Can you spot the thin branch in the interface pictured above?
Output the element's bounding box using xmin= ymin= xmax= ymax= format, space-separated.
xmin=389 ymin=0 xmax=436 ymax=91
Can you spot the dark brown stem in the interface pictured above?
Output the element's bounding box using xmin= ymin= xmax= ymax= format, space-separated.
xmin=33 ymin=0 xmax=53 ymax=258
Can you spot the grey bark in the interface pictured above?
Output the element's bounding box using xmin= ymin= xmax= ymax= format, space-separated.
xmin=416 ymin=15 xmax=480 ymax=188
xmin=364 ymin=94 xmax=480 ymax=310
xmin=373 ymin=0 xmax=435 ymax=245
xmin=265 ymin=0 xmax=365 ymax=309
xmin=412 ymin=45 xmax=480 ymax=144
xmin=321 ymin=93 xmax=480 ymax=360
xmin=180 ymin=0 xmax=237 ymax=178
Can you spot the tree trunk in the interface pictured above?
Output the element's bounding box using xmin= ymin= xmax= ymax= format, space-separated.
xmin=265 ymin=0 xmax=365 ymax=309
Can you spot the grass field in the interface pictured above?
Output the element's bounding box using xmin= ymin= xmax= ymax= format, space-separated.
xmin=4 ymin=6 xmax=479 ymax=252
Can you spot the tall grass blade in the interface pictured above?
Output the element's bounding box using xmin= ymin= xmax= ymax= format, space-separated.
________
Exercise:
Return the full listing exactly as written.

Response to this task:
Can you spot the thin branch in the interface pictured above?
Output the element's bounding box using xmin= ymin= xmax= ymax= format, space-separated.
xmin=389 ymin=0 xmax=436 ymax=91
Can you spot the dark brown stem in the interface pictured above?
Output the element's bounding box using xmin= ymin= xmax= ymax= format, space-separated.
xmin=33 ymin=0 xmax=53 ymax=258
Can you spot the grey bark in the interface pictured above?
Output the element's bounding box using xmin= ymin= xmax= ymax= format, space-separated.
xmin=416 ymin=15 xmax=480 ymax=188
xmin=364 ymin=94 xmax=480 ymax=310
xmin=373 ymin=0 xmax=435 ymax=245
xmin=265 ymin=0 xmax=365 ymax=309
xmin=412 ymin=45 xmax=480 ymax=144
xmin=321 ymin=93 xmax=480 ymax=360
xmin=180 ymin=0 xmax=237 ymax=178
Can you spot the tree trunk in the interface pictured above?
Output the element's bounding box using xmin= ymin= xmax= ymax= format, space-separated.
xmin=265 ymin=0 xmax=365 ymax=309
Can you spot the grass field in the interface pictured above?
Output the element's bounding box using xmin= ymin= xmax= ymax= format, space-separated.
xmin=4 ymin=6 xmax=479 ymax=252
Can you spot the tall grass blade in the interface pictured above?
Output the element's bounding box using xmin= ymin= xmax= ymax= format, space-separated.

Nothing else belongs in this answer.